◆ What is required: Reproduce word for word everything in the robbery appeal opinion from "JOURNAL ENTRY AND" down to "remand for re-sentencing.".

◆ Extract to read:
=== Begin Enclosure ===

JOURNAL ENTRY AND OPINION {¶ 1} Defendant Joseph Thomas appeals from his convictions for robbery, failure to comply with the order of a police officer, escape, obstruction of official business and receiving stolen property. For the reasons set forth below, we affirm defendant's convictions but remand for re-sentencing.
{¶ 2} On August 4, 2003, defendant was indicted pursuant to a five-count indictment in connection with the theft of a vehicle belonging to Denise Drenski. In Count One, defendant was charged with aggravated robbery with a notice of prior conviction and a repeat violent offender specification. In Count Two, defendant was charged with failure to comply with the order of a police officer. Counts Three and Four charged him with escape and obstructing official business, respectively, and Count Five charged him with receiving stolen property. Defendant pled not guilty and the matter proceeded to a jury trial on December 8, 2003. As trial commenced the state amended the aggravated robbery charge to robbery and the court permitted the defense to bifurcate the specifications.
{¶ 3} Denise Drenski testified that, at approximately 8:30 a.m. on June 25, 2003, she stopped at a pay phone at West 117th Street and Weston to call her boyfriend and let him know that she was on her way to his apartment. As she stood at the pay phone, defendant approached from the rear, struck her in the area of her lower neck and upper back. Drenski fell to the ground, striking her knee. Defendant got into her vehicle and looked directly at Drenski as he fled. Drenski stated that she clearly observed defendant, and noticed that he was wearing a green shirt and baseball cap.

=== End Enclosure ===

◆ Given data:
=== Begin Enclosure ===

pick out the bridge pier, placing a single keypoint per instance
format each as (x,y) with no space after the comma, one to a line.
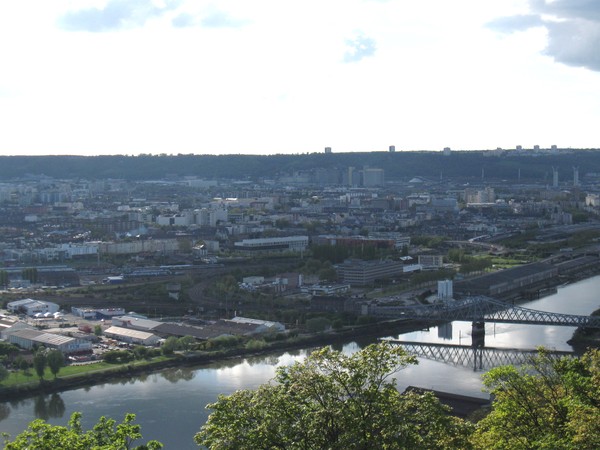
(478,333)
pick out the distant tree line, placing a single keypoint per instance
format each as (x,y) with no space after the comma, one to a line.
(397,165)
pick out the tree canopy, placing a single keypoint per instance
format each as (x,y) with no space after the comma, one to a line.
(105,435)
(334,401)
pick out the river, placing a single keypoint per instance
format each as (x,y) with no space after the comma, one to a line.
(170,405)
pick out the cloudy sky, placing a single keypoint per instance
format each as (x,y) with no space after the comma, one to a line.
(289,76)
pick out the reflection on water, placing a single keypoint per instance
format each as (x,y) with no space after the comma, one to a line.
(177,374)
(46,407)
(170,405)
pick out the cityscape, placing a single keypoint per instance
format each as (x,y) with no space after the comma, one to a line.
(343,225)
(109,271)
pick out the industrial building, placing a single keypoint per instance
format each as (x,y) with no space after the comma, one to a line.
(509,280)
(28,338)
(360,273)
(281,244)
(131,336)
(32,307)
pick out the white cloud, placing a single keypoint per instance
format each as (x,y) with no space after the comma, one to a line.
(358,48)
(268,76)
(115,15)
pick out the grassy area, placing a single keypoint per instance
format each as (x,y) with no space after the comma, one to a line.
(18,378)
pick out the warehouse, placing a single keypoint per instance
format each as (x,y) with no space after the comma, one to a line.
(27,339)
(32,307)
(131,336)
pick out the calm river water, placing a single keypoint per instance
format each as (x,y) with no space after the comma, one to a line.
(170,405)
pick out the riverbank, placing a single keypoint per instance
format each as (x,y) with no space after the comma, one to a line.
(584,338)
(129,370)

=== End Enclosure ===

◆ Exercise output:
JOURNAL ENTRY AND OPINION {¶ 1} Defendant Joseph Thomas appeals from his convictions for robbery, failure to comply with the order of a police officer, escape, obstruction of official business and receiving stolen property. For the reasons set forth below, we affirm defendant's convictions but remand for re-sentencing.